(Collected data entries)
────────────────────

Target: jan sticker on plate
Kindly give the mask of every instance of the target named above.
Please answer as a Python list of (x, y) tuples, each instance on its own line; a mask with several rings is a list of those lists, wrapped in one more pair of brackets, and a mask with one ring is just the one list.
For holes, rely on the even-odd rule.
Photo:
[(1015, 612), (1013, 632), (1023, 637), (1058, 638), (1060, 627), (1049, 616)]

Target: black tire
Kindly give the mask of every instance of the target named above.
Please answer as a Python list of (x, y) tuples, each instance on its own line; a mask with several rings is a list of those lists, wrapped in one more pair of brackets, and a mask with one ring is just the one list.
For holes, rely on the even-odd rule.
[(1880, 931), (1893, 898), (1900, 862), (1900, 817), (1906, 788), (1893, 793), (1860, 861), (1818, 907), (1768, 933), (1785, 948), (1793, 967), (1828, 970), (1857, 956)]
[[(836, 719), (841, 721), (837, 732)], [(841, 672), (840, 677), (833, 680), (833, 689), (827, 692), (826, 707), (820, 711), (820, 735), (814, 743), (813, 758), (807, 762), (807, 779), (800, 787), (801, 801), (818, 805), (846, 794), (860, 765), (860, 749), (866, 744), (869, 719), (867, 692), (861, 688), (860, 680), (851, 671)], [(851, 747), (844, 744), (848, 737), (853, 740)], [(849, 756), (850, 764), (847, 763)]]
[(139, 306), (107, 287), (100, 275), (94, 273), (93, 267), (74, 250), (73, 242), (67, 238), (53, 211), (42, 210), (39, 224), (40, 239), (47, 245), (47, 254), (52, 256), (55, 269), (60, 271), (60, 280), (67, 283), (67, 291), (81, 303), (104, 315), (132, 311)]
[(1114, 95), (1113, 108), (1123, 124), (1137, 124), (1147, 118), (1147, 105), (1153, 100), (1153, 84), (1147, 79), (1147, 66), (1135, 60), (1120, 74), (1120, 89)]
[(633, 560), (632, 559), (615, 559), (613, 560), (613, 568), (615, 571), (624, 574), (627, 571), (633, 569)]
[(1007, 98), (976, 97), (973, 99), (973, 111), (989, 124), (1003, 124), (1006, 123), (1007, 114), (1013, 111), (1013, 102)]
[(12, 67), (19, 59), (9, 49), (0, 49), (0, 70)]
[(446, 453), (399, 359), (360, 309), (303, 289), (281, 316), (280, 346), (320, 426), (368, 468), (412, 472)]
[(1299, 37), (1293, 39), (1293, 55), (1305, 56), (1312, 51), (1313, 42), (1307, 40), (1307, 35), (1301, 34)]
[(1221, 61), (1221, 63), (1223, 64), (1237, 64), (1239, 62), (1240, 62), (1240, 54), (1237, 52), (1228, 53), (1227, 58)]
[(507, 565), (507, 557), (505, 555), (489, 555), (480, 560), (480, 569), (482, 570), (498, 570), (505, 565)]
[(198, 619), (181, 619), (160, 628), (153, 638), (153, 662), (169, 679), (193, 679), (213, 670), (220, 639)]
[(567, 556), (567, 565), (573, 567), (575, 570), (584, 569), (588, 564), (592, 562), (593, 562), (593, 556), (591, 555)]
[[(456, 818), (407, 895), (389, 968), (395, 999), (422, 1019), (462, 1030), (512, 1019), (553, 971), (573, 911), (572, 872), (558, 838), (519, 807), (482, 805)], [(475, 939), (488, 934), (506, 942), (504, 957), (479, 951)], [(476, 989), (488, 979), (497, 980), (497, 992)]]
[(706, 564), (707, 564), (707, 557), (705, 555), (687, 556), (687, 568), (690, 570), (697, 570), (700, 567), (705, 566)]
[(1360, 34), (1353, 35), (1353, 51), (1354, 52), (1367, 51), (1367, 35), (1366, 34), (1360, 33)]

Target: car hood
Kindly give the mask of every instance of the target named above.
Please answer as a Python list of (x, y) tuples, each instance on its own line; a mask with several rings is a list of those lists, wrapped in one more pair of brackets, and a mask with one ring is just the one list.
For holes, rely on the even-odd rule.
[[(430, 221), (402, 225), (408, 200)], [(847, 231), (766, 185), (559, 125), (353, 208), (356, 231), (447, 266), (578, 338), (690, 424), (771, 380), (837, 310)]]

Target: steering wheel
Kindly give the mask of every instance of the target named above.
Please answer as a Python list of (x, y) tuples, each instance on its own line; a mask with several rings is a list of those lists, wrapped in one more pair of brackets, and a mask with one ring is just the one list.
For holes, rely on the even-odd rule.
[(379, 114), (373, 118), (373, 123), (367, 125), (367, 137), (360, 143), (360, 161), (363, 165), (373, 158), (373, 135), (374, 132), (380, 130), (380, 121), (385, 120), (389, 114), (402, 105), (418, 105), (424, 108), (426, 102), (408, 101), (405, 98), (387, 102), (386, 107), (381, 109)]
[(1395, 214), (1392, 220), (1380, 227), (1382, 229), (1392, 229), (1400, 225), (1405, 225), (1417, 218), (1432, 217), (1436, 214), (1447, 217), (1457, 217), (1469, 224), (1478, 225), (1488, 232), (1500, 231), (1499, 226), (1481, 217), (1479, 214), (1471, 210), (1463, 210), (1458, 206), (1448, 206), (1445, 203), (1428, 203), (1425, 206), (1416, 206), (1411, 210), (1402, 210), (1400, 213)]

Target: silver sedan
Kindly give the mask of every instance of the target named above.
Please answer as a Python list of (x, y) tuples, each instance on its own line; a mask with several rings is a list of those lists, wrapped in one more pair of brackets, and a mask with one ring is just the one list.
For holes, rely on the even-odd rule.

────────────────────

WHAT YOU HAVE TO DO: Every entry must be given again exactly as it reads.

ANSWER TO THIS PROBLEM:
Target: jan sticker on plate
Kindly give the mask of every instance of the target named above.
Please answer as a Python list of (x, y) tuples, each instance on its own line; a mask with several rings is a list of those lists, wrapped in one more pair of brackets, and a mask with one ring is just the one list.
For holes, rely on the even-odd rule.
Photo:
[(1015, 612), (1013, 632), (1023, 637), (1058, 638), (1060, 627), (1049, 616)]

Target: black tire
Kindly give the mask of every instance of the target named above.
Please answer as a Python list of (x, y) tuples, each instance on its own line; a mask with several rings is a list of those lists, wrapped in one more pair of brackets, and a mask with one ring is just the one list.
For holes, rely on the even-odd rule.
[(1880, 931), (1893, 898), (1900, 862), (1900, 817), (1906, 788), (1893, 793), (1860, 861), (1818, 907), (1768, 933), (1785, 948), (1793, 967), (1828, 970), (1857, 956)]
[[(836, 719), (841, 721), (837, 732)], [(841, 672), (840, 677), (833, 680), (833, 689), (827, 692), (826, 707), (820, 711), (820, 735), (814, 743), (813, 758), (807, 762), (807, 779), (800, 787), (801, 801), (818, 805), (846, 794), (860, 765), (860, 749), (866, 744), (869, 719), (867, 692), (861, 688), (860, 680), (851, 671)], [(851, 747), (844, 744), (848, 737), (853, 740)], [(849, 756), (850, 764), (847, 763)]]
[(139, 306), (107, 287), (100, 275), (94, 273), (93, 267), (74, 250), (73, 242), (67, 238), (53, 211), (42, 210), (39, 224), (40, 239), (47, 245), (47, 254), (52, 256), (55, 269), (60, 271), (60, 280), (67, 283), (67, 291), (81, 303), (104, 315), (132, 311)]
[(1114, 95), (1113, 108), (1123, 124), (1137, 124), (1147, 118), (1147, 105), (1153, 100), (1153, 84), (1147, 79), (1147, 66), (1135, 60), (1120, 74), (1120, 89)]
[(633, 560), (632, 559), (615, 559), (613, 560), (613, 568), (615, 571), (624, 574), (627, 571), (633, 569)]
[(1007, 98), (976, 97), (973, 99), (973, 111), (989, 124), (1003, 124), (1006, 123), (1007, 114), (1013, 111), (1013, 102)]
[(12, 67), (19, 59), (9, 49), (0, 49), (0, 70)]
[(446, 453), (399, 359), (360, 309), (303, 289), (281, 316), (280, 346), (320, 426), (368, 468), (412, 472)]
[(1299, 37), (1293, 39), (1293, 55), (1305, 56), (1312, 51), (1313, 42), (1307, 40), (1307, 35), (1301, 34)]
[(1221, 61), (1221, 63), (1223, 64), (1237, 64), (1239, 62), (1240, 62), (1240, 54), (1237, 52), (1228, 53), (1227, 58)]
[(507, 565), (507, 557), (505, 555), (489, 555), (480, 560), (480, 569), (482, 570), (498, 570), (505, 565)]
[(198, 619), (181, 619), (160, 628), (153, 638), (153, 662), (169, 679), (193, 679), (213, 670), (220, 639)]
[(567, 556), (567, 565), (573, 567), (575, 570), (584, 569), (588, 564), (592, 562), (593, 562), (593, 556), (591, 555)]
[[(456, 818), (407, 895), (389, 968), (395, 999), (422, 1019), (462, 1030), (512, 1019), (553, 971), (573, 911), (572, 872), (558, 838), (519, 807), (482, 805)], [(475, 939), (488, 934), (506, 942), (504, 957), (479, 951)], [(476, 989), (488, 979), (497, 980), (497, 992)]]
[(706, 564), (707, 564), (707, 557), (705, 555), (687, 556), (687, 568), (690, 570), (697, 570), (700, 567), (705, 566)]
[(1360, 34), (1353, 35), (1353, 51), (1354, 52), (1367, 51), (1367, 35), (1366, 34), (1360, 33)]

Target: car hood
Kindly give the mask of every instance of the target named above.
Please answer as a Python list of (x, y) tuples, each instance on its own line; a mask with several rings is a list of those lists, wrapped in one more pair of brackets, and a mask with one ring is just the one list.
For holes, rely on the even-odd rule.
[[(430, 221), (402, 225), (408, 200)], [(847, 231), (766, 185), (559, 125), (353, 208), (356, 231), (447, 266), (578, 338), (690, 424), (771, 380), (837, 310)]]

Target: steering wheel
Kindly give the mask of every instance of the target named above.
Please answer as a Python list of (x, y) tuples, each instance on its own line; a mask with several rings is a list of those lists, wrapped in one more pair of brackets, and a mask with one ring is just the one list.
For holes, rely on the even-odd rule.
[(379, 114), (373, 118), (373, 123), (367, 125), (367, 137), (360, 143), (360, 161), (363, 165), (373, 158), (373, 135), (374, 132), (380, 130), (380, 121), (385, 120), (389, 114), (402, 105), (418, 105), (424, 108), (426, 102), (408, 101), (405, 98), (387, 102), (386, 107), (381, 109)]
[(1395, 214), (1392, 220), (1380, 227), (1382, 229), (1392, 229), (1400, 225), (1405, 225), (1417, 218), (1432, 217), (1436, 214), (1447, 217), (1457, 217), (1469, 224), (1478, 225), (1488, 232), (1500, 231), (1499, 226), (1481, 217), (1479, 214), (1471, 210), (1463, 210), (1458, 206), (1448, 206), (1445, 203), (1428, 203), (1425, 206), (1416, 206), (1411, 210), (1402, 210), (1400, 213)]

Target: silver sedan
Kindly give the mask of every instance of the target named above.
Please answer as a Python list of (x, y) tuples, each instance on its own line; a mask with several rings is a list of those lists, wrapped in one more pair of brackets, and a mask with one ring is just the one list.
For holes, rely on the even-odd rule.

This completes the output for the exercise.